** begin MATERIALS PROVIDED **
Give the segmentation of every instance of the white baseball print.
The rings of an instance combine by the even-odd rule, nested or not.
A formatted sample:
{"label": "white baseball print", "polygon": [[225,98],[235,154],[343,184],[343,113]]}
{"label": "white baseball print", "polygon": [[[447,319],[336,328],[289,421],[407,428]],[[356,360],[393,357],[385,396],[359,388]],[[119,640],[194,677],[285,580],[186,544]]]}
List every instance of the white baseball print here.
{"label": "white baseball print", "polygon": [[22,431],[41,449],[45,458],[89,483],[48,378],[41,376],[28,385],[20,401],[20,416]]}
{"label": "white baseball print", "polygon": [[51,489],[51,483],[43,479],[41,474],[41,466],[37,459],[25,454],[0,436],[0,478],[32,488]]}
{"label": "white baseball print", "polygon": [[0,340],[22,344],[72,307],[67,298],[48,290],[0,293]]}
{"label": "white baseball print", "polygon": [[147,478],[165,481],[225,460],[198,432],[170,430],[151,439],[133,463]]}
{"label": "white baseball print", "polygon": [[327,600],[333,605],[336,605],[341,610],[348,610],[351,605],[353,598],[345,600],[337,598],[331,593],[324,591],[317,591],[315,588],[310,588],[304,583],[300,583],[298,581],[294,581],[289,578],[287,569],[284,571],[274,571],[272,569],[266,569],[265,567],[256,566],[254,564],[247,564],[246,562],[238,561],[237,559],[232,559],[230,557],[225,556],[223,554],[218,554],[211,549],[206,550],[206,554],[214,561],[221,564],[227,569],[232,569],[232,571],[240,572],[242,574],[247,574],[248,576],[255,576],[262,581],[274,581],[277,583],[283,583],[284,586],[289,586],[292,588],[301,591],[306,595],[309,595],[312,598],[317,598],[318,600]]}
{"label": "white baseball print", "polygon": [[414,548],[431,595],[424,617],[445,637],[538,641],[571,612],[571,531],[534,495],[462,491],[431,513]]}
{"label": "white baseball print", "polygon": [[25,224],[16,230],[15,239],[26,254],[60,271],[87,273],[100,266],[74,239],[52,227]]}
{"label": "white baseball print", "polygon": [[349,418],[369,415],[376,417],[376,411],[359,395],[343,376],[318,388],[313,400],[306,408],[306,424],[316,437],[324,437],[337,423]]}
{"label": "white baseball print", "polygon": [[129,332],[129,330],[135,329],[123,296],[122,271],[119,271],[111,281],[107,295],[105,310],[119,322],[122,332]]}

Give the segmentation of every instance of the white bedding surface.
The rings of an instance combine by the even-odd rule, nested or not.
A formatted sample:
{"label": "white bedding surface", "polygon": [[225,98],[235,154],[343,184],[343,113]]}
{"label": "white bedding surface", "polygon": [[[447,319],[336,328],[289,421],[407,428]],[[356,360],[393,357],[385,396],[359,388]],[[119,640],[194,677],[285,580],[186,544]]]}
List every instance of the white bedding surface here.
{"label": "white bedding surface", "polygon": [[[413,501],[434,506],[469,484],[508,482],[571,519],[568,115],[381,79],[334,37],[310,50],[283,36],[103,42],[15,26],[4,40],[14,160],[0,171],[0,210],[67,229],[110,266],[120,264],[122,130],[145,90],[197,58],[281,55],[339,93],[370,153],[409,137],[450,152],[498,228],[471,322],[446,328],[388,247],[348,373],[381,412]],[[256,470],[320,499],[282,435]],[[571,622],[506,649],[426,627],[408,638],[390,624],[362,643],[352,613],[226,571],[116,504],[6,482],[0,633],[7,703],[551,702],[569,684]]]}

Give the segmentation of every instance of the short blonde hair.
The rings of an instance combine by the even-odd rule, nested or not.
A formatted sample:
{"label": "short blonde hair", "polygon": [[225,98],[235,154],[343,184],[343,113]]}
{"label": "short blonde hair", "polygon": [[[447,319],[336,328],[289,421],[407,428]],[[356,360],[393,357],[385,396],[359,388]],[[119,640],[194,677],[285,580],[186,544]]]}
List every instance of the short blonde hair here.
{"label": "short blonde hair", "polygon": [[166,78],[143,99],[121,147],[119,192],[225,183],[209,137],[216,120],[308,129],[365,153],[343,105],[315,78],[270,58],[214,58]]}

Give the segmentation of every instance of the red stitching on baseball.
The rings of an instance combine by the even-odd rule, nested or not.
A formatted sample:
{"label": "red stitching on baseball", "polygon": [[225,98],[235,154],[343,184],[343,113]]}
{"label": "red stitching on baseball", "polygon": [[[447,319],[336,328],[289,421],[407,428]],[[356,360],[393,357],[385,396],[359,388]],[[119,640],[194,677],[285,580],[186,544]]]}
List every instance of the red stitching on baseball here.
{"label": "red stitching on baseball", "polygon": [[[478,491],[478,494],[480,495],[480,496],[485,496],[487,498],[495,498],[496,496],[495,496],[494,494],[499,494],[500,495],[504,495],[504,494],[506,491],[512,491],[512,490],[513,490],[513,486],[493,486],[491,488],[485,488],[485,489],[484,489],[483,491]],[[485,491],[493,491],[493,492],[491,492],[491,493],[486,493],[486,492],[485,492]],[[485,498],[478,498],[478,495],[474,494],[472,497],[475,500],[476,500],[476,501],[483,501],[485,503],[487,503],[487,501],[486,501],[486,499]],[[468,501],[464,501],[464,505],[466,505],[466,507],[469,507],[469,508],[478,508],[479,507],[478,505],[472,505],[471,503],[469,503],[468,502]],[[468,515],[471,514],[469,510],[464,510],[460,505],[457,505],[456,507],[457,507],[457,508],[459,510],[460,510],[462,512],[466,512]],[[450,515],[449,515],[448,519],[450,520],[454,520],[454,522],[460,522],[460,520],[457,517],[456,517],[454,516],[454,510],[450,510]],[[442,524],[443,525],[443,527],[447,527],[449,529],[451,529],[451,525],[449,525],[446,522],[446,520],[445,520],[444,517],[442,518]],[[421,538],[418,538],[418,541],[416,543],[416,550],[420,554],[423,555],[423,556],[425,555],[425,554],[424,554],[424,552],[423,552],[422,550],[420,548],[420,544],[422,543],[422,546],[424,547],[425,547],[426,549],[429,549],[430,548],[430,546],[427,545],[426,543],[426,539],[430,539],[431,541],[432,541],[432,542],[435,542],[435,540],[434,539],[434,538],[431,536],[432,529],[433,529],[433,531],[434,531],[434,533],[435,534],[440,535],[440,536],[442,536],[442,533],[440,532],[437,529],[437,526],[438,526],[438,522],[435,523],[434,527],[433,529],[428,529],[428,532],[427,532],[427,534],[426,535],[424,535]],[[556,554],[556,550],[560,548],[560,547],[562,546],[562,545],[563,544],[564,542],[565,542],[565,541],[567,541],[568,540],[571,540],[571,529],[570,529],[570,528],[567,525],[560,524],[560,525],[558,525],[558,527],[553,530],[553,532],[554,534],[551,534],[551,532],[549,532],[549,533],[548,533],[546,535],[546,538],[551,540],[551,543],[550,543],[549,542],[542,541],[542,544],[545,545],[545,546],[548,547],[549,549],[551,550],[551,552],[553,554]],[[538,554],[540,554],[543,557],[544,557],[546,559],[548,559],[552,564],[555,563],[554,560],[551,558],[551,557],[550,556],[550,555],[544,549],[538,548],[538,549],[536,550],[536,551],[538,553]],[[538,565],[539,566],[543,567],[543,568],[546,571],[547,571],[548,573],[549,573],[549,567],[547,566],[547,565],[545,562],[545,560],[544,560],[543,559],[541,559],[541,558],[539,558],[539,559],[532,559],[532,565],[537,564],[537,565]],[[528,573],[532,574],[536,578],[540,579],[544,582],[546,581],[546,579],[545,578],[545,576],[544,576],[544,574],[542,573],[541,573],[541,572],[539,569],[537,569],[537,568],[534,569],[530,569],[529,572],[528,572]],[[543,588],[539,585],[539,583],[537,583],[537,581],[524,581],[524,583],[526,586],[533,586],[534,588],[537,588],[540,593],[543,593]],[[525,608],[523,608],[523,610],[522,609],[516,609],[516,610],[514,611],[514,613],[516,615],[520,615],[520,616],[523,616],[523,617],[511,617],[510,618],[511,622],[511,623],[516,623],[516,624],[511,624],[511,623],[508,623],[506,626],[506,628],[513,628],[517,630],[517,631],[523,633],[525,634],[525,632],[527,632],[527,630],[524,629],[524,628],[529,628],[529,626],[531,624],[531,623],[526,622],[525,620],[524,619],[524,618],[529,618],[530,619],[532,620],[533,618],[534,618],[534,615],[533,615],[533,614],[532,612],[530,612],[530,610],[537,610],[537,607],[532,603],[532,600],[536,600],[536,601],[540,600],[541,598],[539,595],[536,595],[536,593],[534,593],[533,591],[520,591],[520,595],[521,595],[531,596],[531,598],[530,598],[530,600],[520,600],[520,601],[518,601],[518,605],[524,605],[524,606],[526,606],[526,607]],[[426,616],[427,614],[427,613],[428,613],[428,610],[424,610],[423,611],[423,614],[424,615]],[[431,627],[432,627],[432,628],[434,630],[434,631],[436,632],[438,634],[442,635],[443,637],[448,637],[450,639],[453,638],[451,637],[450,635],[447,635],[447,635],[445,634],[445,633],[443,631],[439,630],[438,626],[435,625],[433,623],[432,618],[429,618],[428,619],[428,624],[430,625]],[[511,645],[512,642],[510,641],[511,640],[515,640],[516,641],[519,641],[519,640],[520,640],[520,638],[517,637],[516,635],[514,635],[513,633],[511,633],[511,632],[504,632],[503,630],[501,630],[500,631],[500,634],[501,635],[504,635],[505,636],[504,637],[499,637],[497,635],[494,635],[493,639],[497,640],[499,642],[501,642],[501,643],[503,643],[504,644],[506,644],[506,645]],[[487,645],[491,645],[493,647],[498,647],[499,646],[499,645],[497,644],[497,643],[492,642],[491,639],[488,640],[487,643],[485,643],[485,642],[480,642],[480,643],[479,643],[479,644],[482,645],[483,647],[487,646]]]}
** end MATERIALS PROVIDED **
** begin MATERIALS PROVIDED **
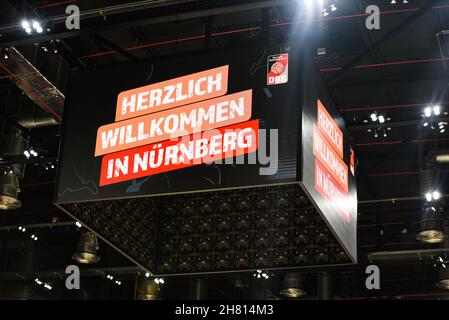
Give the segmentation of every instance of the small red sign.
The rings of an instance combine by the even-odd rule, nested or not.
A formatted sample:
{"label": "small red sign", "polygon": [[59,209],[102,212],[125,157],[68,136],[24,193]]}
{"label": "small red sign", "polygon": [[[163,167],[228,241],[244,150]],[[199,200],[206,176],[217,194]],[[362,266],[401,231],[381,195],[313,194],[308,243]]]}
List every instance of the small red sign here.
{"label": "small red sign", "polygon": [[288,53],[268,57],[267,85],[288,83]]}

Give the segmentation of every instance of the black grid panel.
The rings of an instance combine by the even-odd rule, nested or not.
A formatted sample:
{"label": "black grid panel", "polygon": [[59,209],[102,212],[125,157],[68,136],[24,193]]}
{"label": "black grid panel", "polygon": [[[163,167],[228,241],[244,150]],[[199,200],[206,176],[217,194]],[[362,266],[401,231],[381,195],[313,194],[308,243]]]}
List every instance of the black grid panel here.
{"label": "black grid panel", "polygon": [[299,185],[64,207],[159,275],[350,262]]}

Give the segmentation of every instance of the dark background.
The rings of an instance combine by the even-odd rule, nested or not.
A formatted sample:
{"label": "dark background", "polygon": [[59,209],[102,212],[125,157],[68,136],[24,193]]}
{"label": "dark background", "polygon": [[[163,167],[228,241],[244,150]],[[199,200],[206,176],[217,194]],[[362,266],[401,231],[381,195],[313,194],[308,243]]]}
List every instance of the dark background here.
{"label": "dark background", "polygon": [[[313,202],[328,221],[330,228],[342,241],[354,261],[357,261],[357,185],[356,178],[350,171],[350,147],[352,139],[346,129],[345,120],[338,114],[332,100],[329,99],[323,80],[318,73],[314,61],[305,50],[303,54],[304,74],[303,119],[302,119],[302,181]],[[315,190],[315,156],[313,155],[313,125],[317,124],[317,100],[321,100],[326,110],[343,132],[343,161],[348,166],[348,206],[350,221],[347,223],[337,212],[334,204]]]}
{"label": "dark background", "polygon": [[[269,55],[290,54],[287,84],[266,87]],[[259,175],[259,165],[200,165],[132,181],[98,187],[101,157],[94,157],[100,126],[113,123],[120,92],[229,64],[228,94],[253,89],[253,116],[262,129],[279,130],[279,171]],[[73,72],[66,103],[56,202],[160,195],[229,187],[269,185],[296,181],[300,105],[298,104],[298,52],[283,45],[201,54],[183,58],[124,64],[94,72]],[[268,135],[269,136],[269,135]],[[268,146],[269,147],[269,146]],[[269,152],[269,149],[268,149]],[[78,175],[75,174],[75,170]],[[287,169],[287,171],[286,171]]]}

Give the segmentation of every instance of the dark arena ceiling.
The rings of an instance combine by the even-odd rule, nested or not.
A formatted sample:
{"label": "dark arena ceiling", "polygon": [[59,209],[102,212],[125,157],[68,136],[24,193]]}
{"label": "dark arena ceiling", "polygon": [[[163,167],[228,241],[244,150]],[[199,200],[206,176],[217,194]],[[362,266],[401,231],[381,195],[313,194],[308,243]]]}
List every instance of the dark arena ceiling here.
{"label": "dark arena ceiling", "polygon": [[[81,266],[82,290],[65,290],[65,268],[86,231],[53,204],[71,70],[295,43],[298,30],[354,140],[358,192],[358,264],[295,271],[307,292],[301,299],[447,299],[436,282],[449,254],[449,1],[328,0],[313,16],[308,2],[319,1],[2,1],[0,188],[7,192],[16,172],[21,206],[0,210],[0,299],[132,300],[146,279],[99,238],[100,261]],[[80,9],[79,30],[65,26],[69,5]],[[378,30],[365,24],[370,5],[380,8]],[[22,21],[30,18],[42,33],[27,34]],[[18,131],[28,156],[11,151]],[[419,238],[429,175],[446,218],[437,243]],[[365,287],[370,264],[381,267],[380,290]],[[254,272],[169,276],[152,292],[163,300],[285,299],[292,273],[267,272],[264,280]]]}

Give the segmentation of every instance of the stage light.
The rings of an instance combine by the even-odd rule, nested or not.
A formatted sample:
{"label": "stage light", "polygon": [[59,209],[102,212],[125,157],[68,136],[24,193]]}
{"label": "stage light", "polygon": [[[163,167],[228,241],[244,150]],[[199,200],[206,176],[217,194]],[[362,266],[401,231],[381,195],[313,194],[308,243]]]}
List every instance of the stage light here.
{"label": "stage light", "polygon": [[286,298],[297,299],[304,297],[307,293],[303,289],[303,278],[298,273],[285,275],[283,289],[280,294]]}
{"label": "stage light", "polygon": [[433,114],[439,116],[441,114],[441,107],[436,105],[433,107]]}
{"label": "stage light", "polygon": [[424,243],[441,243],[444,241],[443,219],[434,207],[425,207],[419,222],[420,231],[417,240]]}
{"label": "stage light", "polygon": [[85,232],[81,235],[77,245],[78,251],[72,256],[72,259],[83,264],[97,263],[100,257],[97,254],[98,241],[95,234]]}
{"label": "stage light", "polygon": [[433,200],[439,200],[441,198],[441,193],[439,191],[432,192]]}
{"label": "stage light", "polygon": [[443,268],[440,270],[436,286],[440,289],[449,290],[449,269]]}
** end MATERIALS PROVIDED **
** begin MATERIALS PROVIDED **
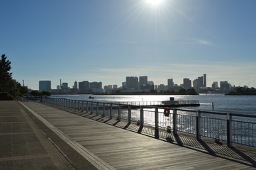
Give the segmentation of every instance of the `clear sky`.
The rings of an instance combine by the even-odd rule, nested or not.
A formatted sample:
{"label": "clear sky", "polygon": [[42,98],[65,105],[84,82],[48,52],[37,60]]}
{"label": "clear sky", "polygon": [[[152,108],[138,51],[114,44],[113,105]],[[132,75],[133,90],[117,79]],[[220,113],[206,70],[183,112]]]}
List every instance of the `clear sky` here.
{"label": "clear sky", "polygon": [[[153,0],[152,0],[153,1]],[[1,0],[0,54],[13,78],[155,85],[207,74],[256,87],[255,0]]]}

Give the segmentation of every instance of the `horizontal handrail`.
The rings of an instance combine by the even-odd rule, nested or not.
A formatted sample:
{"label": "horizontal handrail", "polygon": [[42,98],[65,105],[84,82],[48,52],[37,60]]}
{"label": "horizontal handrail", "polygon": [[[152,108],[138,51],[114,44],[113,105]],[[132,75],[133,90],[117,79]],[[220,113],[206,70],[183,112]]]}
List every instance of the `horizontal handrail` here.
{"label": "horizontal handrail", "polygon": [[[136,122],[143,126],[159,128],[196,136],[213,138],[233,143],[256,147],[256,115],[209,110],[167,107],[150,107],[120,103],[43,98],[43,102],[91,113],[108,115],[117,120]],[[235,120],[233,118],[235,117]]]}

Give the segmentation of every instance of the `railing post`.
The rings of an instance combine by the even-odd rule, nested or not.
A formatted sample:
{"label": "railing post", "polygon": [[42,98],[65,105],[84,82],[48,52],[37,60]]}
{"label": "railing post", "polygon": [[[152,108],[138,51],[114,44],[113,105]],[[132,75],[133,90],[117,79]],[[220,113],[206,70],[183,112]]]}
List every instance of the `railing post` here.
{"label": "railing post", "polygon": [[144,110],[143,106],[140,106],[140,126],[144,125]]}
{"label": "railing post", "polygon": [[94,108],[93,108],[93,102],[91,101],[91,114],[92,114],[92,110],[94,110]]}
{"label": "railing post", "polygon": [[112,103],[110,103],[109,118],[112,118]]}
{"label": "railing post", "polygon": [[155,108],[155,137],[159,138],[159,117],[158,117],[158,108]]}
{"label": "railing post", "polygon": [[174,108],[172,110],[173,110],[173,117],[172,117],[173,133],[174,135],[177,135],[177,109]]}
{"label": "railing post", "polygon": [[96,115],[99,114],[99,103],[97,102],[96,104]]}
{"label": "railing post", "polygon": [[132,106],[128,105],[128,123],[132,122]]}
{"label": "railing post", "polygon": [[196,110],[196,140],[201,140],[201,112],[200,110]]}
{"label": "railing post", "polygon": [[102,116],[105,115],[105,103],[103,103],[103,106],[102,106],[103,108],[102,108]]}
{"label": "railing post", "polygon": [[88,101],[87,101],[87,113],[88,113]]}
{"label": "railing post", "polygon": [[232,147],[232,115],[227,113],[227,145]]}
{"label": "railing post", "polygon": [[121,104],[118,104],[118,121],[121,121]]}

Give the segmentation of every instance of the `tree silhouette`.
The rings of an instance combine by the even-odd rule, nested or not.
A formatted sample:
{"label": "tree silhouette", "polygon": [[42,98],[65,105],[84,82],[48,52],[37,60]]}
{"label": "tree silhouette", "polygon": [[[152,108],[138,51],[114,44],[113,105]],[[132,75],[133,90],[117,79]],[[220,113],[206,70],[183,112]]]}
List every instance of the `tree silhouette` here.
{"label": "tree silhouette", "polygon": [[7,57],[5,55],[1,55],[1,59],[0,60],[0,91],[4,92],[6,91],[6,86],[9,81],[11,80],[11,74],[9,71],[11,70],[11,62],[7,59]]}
** end MATERIALS PROVIDED **
#### REQUEST:
Format the stretch of material from the line containing "Give the segmentation of every instance of the dark background." through the line containing "List every instance of the dark background" as a JSON list of strings, one string per line, with blank lines omitted.

#### SOLUTION:
[
  "Give the segmentation of every instance of the dark background.",
  "The rings of an instance combine by the even-odd rule, nested or not.",
  "A formatted sample:",
  "{\"label\": \"dark background\", \"polygon\": [[59,209],[102,212],[125,157],[68,136],[24,193]]}",
  "{\"label\": \"dark background\", \"polygon\": [[[163,167],[228,241],[244,150]],[[199,200],[206,176],[217,194]],[[362,266],[401,231],[381,195],[313,194],[308,243]]]}",
  "List every instance of the dark background here."
]